**Description of the task:**
Print the lines below word for word, beginning with the first and ending with the line that holds "Task: put a point on every instance of the textured", and skip every picture.

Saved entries

::::::::

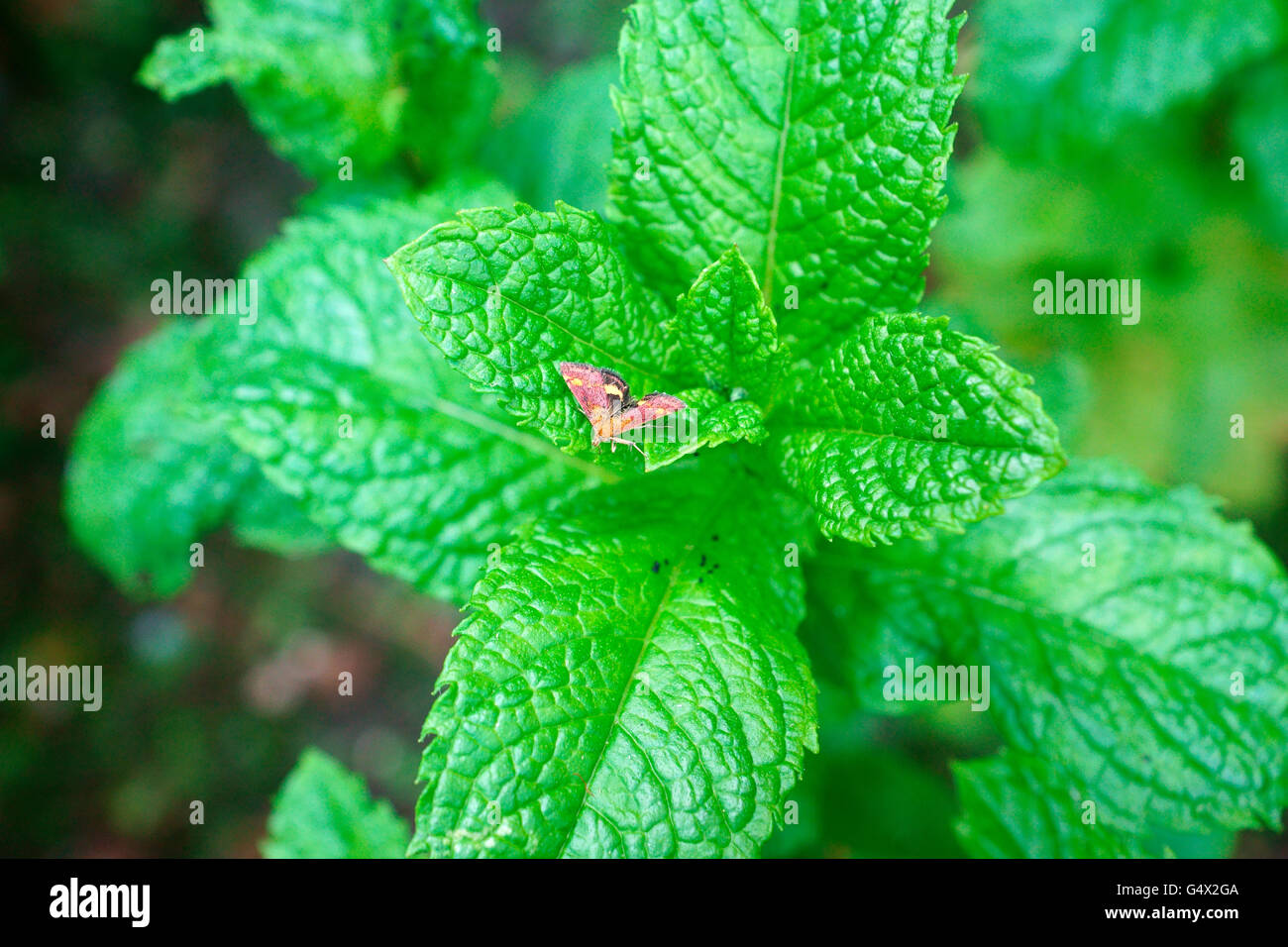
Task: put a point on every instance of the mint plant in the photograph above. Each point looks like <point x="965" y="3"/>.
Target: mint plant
<point x="635" y="672"/>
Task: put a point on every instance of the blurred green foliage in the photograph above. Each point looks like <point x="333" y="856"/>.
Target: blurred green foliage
<point x="1099" y="163"/>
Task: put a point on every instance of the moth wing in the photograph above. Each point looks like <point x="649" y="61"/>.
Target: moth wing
<point x="649" y="408"/>
<point x="618" y="393"/>
<point x="587" y="384"/>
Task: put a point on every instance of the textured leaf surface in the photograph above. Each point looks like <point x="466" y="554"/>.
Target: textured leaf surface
<point x="151" y="472"/>
<point x="708" y="420"/>
<point x="1121" y="676"/>
<point x="819" y="163"/>
<point x="1039" y="93"/>
<point x="911" y="427"/>
<point x="323" y="810"/>
<point x="1018" y="806"/>
<point x="349" y="410"/>
<point x="343" y="77"/>
<point x="559" y="146"/>
<point x="730" y="330"/>
<point x="509" y="294"/>
<point x="627" y="684"/>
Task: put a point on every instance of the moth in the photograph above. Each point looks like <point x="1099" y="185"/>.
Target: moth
<point x="605" y="399"/>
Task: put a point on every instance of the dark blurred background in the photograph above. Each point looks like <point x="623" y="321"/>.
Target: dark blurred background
<point x="218" y="689"/>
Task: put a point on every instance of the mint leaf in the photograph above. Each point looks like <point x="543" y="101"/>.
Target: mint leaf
<point x="911" y="427"/>
<point x="150" y="474"/>
<point x="1260" y="132"/>
<point x="1018" y="806"/>
<point x="347" y="408"/>
<point x="730" y="330"/>
<point x="1155" y="680"/>
<point x="336" y="80"/>
<point x="819" y="163"/>
<point x="509" y="294"/>
<point x="626" y="684"/>
<point x="323" y="810"/>
<point x="1042" y="91"/>
<point x="559" y="146"/>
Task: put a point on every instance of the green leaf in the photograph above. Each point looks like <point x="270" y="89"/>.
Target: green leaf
<point x="823" y="163"/>
<point x="151" y="472"/>
<point x="1260" y="132"/>
<point x="1018" y="806"/>
<point x="347" y="408"/>
<point x="1154" y="680"/>
<point x="559" y="146"/>
<point x="911" y="427"/>
<point x="708" y="420"/>
<point x="859" y="799"/>
<point x="729" y="329"/>
<point x="1041" y="91"/>
<point x="626" y="684"/>
<point x="509" y="294"/>
<point x="336" y="80"/>
<point x="323" y="810"/>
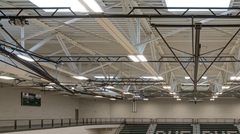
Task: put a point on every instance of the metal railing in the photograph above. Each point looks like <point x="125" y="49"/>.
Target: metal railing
<point x="29" y="124"/>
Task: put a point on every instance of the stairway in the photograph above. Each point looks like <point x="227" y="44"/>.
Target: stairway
<point x="151" y="128"/>
<point x="196" y="128"/>
<point x="238" y="126"/>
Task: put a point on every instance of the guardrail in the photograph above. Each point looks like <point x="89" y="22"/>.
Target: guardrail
<point x="30" y="124"/>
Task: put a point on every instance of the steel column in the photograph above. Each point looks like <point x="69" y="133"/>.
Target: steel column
<point x="197" y="55"/>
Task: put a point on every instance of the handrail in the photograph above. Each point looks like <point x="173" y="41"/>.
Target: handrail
<point x="120" y="127"/>
<point x="26" y="124"/>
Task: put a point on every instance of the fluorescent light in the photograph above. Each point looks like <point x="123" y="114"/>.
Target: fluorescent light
<point x="212" y="99"/>
<point x="153" y="77"/>
<point x="175" y="96"/>
<point x="49" y="87"/>
<point x="233" y="77"/>
<point x="75" y="5"/>
<point x="145" y="98"/>
<point x="110" y="87"/>
<point x="93" y="5"/>
<point x="80" y="77"/>
<point x="112" y="99"/>
<point x="25" y="58"/>
<point x="142" y="58"/>
<point x="103" y="77"/>
<point x="6" y="78"/>
<point x="126" y="93"/>
<point x="196" y="3"/>
<point x="133" y="58"/>
<point x="218" y="93"/>
<point x="225" y="87"/>
<point x="167" y="87"/>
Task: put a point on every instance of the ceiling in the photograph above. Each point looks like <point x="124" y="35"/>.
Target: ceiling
<point x="121" y="37"/>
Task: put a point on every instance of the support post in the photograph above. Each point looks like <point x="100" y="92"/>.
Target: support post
<point x="198" y="27"/>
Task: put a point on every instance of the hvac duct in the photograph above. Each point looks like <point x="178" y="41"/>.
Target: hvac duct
<point x="188" y="87"/>
<point x="28" y="76"/>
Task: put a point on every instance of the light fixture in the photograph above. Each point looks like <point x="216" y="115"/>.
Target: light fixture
<point x="110" y="87"/>
<point x="175" y="96"/>
<point x="75" y="5"/>
<point x="167" y="87"/>
<point x="233" y="77"/>
<point x="126" y="93"/>
<point x="137" y="96"/>
<point x="49" y="87"/>
<point x="225" y="87"/>
<point x="152" y="77"/>
<point x="133" y="58"/>
<point x="178" y="99"/>
<point x="218" y="93"/>
<point x="6" y="77"/>
<point x="103" y="77"/>
<point x="25" y="58"/>
<point x="93" y="5"/>
<point x="137" y="58"/>
<point x="80" y="77"/>
<point x="142" y="58"/>
<point x="18" y="22"/>
<point x="196" y="3"/>
<point x="145" y="99"/>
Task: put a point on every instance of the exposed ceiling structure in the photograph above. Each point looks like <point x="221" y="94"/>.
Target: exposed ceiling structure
<point x="192" y="54"/>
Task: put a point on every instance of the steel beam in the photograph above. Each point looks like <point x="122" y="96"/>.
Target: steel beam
<point x="41" y="43"/>
<point x="71" y="65"/>
<point x="197" y="55"/>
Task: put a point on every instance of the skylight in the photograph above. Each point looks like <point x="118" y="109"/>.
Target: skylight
<point x="75" y="5"/>
<point x="196" y="3"/>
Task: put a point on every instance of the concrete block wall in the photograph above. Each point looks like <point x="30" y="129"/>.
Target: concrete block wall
<point x="52" y="105"/>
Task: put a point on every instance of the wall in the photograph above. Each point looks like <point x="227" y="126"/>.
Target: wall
<point x="53" y="106"/>
<point x="160" y="108"/>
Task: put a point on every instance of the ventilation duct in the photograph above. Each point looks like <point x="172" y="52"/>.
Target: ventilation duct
<point x="188" y="87"/>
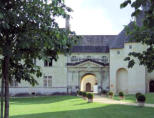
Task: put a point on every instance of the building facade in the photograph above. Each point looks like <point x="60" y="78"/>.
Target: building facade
<point x="95" y="60"/>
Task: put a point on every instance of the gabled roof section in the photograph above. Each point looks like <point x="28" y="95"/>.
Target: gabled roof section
<point x="121" y="38"/>
<point x="87" y="60"/>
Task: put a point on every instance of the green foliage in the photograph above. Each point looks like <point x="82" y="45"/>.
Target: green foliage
<point x="28" y="31"/>
<point x="84" y="94"/>
<point x="141" y="98"/>
<point x="138" y="94"/>
<point x="121" y="94"/>
<point x="143" y="34"/>
<point x="80" y="93"/>
<point x="90" y="95"/>
<point x="110" y="93"/>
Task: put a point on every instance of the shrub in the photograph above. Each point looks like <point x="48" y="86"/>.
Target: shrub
<point x="121" y="94"/>
<point x="90" y="96"/>
<point x="80" y="93"/>
<point x="110" y="93"/>
<point x="84" y="94"/>
<point x="138" y="94"/>
<point x="141" y="98"/>
<point x="104" y="92"/>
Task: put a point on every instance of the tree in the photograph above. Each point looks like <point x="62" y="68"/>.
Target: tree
<point x="142" y="33"/>
<point x="28" y="31"/>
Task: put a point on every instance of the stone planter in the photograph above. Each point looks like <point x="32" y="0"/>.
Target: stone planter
<point x="121" y="97"/>
<point x="141" y="104"/>
<point x="111" y="96"/>
<point x="84" y="98"/>
<point x="90" y="100"/>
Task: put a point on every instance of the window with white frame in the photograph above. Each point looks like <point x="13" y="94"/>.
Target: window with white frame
<point x="13" y="83"/>
<point x="47" y="81"/>
<point x="48" y="63"/>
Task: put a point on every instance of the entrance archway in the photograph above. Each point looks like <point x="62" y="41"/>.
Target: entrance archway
<point x="87" y="82"/>
<point x="151" y="86"/>
<point x="122" y="80"/>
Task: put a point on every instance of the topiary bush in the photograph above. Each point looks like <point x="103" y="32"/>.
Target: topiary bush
<point x="80" y="93"/>
<point x="138" y="94"/>
<point x="110" y="93"/>
<point x="141" y="98"/>
<point x="90" y="95"/>
<point x="84" y="94"/>
<point x="77" y="92"/>
<point x="121" y="94"/>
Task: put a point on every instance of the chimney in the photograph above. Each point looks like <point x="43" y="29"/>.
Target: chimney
<point x="140" y="17"/>
<point x="67" y="23"/>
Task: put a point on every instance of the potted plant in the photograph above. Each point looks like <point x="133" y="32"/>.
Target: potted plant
<point x="77" y="93"/>
<point x="80" y="93"/>
<point x="104" y="92"/>
<point x="84" y="94"/>
<point x="138" y="94"/>
<point x="90" y="97"/>
<point x="141" y="100"/>
<point x="121" y="95"/>
<point x="110" y="94"/>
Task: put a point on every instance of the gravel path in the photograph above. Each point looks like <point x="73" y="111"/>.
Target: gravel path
<point x="105" y="100"/>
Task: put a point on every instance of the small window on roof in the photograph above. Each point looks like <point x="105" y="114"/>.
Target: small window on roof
<point x="118" y="52"/>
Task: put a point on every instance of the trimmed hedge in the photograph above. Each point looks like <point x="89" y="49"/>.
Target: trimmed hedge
<point x="138" y="94"/>
<point x="121" y="94"/>
<point x="84" y="94"/>
<point x="110" y="93"/>
<point x="141" y="98"/>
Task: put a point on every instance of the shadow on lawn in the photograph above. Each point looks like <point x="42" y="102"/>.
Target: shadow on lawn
<point x="40" y="100"/>
<point x="109" y="111"/>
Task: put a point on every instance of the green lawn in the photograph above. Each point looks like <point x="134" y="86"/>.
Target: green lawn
<point x="131" y="98"/>
<point x="72" y="107"/>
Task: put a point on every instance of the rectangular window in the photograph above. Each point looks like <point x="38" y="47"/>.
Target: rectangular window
<point x="13" y="83"/>
<point x="47" y="82"/>
<point x="48" y="63"/>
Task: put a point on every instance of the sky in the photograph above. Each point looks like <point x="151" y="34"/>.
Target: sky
<point x="97" y="17"/>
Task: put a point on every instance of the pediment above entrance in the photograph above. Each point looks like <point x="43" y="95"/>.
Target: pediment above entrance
<point x="87" y="63"/>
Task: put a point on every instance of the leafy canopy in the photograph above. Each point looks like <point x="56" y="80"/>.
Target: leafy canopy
<point x="28" y="31"/>
<point x="143" y="33"/>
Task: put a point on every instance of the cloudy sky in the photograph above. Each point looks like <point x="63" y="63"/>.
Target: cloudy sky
<point x="97" y="17"/>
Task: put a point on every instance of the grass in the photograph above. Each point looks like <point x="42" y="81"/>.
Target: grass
<point x="72" y="107"/>
<point x="131" y="98"/>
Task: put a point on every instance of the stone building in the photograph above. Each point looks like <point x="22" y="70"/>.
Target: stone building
<point x="95" y="60"/>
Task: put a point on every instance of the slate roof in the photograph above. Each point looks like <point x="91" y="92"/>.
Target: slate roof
<point x="94" y="43"/>
<point x="77" y="63"/>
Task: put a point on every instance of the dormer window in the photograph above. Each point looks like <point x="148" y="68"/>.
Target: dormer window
<point x="74" y="58"/>
<point x="48" y="63"/>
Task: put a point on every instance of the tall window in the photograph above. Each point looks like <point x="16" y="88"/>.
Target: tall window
<point x="47" y="81"/>
<point x="48" y="63"/>
<point x="13" y="83"/>
<point x="104" y="59"/>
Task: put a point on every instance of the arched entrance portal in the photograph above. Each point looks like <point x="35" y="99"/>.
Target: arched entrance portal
<point x="122" y="80"/>
<point x="151" y="86"/>
<point x="87" y="82"/>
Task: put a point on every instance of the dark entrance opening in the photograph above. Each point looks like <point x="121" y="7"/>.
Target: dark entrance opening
<point x="151" y="86"/>
<point x="88" y="87"/>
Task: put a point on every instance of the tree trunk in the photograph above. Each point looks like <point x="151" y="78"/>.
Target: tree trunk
<point x="6" y="73"/>
<point x="2" y="89"/>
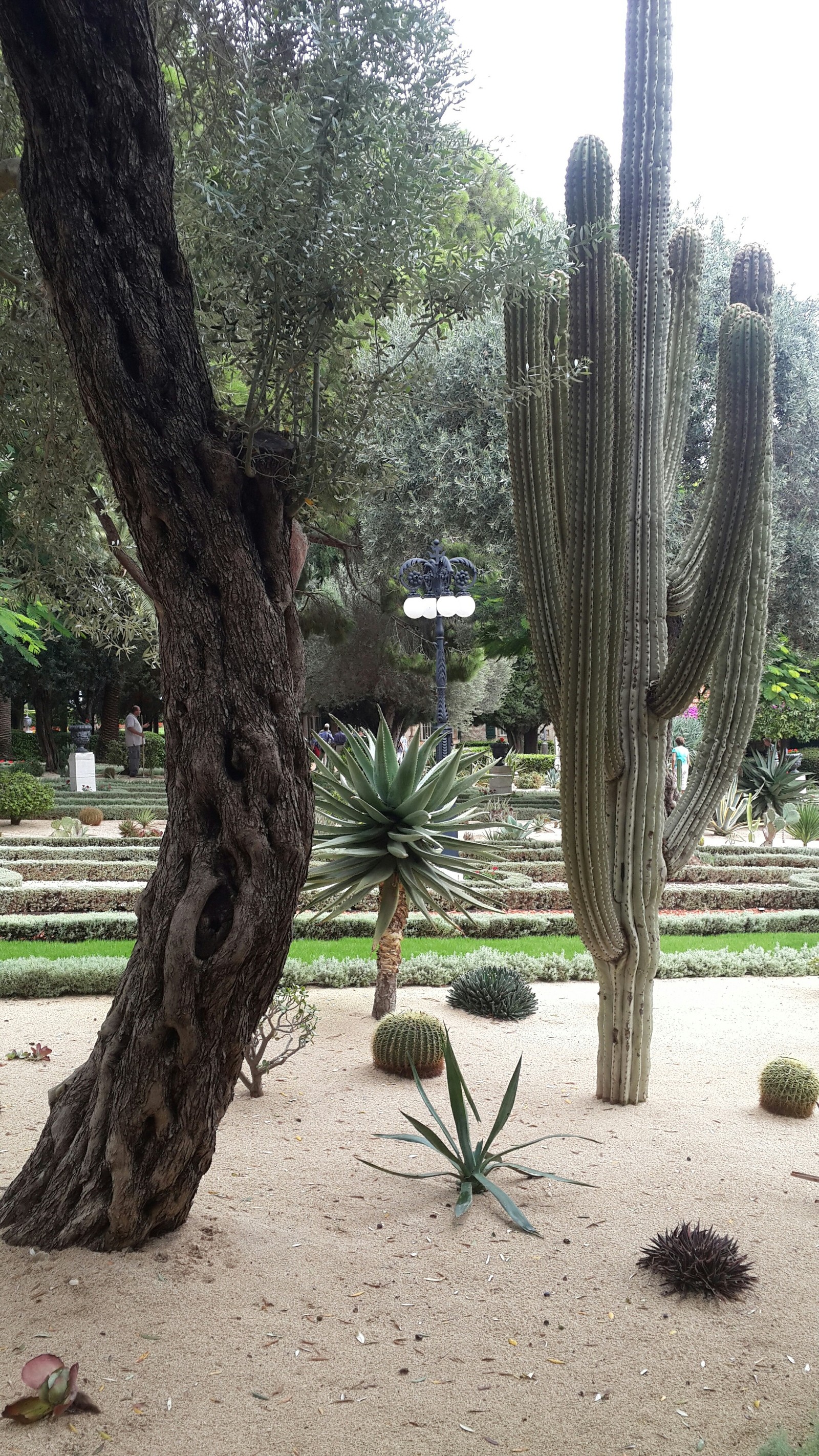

::::::::

**The completed task:**
Task: put a point on every instance of the mint plant in the photograph above. Each point looks like <point x="965" y="3"/>.
Target: mint plant
<point x="635" y="672"/>
Task: put a point on every instance of the blurred green foliage in the photograph above. Each point looks like <point x="333" y="856"/>.
Target: blurred green foliage
<point x="1099" y="163"/>
Task: put a point on every instance of the moth wing in the photograph above. Each point looks like <point x="649" y="61"/>.
Target: moth wing
<point x="649" y="408"/>
<point x="618" y="393"/>
<point x="587" y="384"/>
Task: put a point on every instance of the textured leaf surface in the photograph above. Each point looks like <point x="466" y="554"/>.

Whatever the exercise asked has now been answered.